THE TASKS:
**a.** In the forum thread about horse housing, which part of the property does Back2Horseback say was new?
**b.** Carry on the forum thread about horse housing from its final post.

SOURCE EXCERPT:
====

# A "can you believe this" thread re: horse housing...



## Shropshirerosie (Jan 24, 2012)

I have no knowledge on cacti so can't comment on that, but surely they would have waited for the builder to leave before they put the bedding down in the stalls?

Really, if folks have money, and choose to use it to build a palace for their horses.... What's wrong with that?

It gave your friend a good income presumably - bit mean of him to gossip in a negative way about his clients? I apologise if I've read that wrong but that is what I read in the post.


----------



## Back2Horseback (Mar 21, 2012)

Oh...the barn was present for some time...like possibly years...as I understand it...and it was only the corral that was new.

I am sure the contractor felt very happy to have the income from the job, certainly, however as a horse person, I imagine she felt torn about putting what could end up being an unsafe enclosure, per the homeowners, for the horses whom it was being built...

Her BF who told me this story mentioned the barn situation as an aside, as her company did NOT build it...I've just never heard of horses being stabled in that fashion. Was semi-wondering if that was the "norm" in anyone's experience (slick flooring/no bedding/etc...)...

Not intentionally "bashing" anyone...just found it very odd. Then I am not a contractor! Gotta run. Will read/give more info later if needed (sorry for the brevity)...
_Posted via Mobile Device_


----------



## Back2Horseback (Mar 21, 2012)

Just reread my post and IT DID sound very bashing BY me of the homeowners...had been mulling it over for a few months and it just got to bugging me. Shouldn't have presented in that manner.

====

DATASET CONTENT:
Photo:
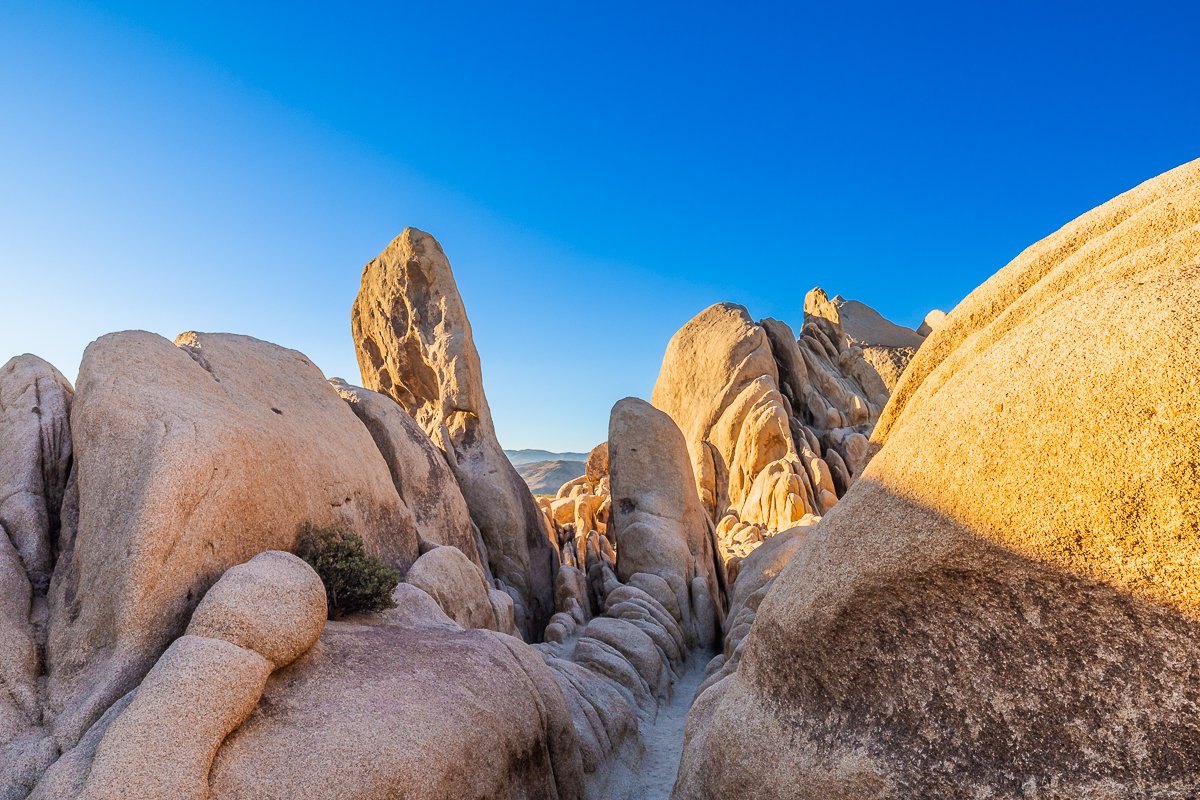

====

EXPECTED ANSWERS:
**a.** Only the corral was new.

**b.**
To more thoroughly describe, the whole situation scared me for the horses, and I let my fear make me sound very "snooty" in my opinion...I truly do want to know if I'm overreacting re: the stabling and cacti/barn, etc...I guess I should have chosen my tone more carefully. 

Communication via post can be difficult at times! Thanks for the heads up...
_Posted via Mobile Device_


----------



## Muppetgirl (Sep 16, 2012)

Interesting

A few years ago I moved to a new place and the owners of the property were erecting a new barn. Me not really knowing the people just watched on with great delight that there was going to be a barn and horses where I was living.....

However during the process of pouring the cement I noticed that the cement was being layed down and smoothed to and extra high luster! Not being any of my business I said nothing, assuming they had a plan to coat the floor....they didn't......and a few months later the lady that owned the barn had become a really good friend and we spent lots of time together, and still remain good friends......

She had several horses slip on that barn floor, and it got to the point of being so hazardous that you couldnt walk the horses through the barn......now in hindsight I wonder if I should have said something knowing full well that I might have seemed like a busybody? She probably wouldve taken my advice on board, but not knowing the people I really did feel like it was none of my business.....

They had to pay for a real expensive durable coating for the barn floor later on...


----------



## Back2Horseback (Mar 21, 2012)

Good input...thanks...I'm very sorry your friend's horses slipped on such a floor; however it does reinforce my initial thoughts re: my girlfriend's customer's situation!! 

Another thing I didn't mention is that they are in the mountains near where I live, thus there are three factors at play further:

1) Snow/ice in the winters=slipperier, and when they turn on their heaters it no doubt causes puddles and on those slick floors there's got to be lots of slipping from thay, too--I can't IMAGINE WHY they haven't already refinished the floors...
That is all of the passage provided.